Exercise data:
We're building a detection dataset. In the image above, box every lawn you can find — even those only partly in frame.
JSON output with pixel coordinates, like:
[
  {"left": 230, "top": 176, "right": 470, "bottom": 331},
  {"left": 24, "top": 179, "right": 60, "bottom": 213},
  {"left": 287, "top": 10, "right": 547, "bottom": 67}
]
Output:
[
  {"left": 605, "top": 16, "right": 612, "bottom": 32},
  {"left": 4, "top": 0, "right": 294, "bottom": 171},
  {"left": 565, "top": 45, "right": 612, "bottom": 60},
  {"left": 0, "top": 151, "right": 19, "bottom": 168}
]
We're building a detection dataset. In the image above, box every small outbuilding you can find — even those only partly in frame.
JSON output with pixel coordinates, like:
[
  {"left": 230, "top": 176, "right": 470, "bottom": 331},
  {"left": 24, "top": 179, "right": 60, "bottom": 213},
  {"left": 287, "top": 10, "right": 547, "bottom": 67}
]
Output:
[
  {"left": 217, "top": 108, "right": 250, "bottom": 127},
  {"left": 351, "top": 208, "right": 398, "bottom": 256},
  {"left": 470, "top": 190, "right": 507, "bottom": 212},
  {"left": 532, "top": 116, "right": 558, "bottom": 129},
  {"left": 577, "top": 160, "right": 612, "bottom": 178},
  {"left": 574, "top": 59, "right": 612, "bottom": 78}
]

Work to complete: Please find every line in the records above that holds the word "even" and copy it.

Solution to the problem:
We're building a detection dataset. In the image above, box every lawn you can find — even those only partly in frame.
We're building a detection dataset. In the image above, box every small outbuilding you can find — even those only partly in frame.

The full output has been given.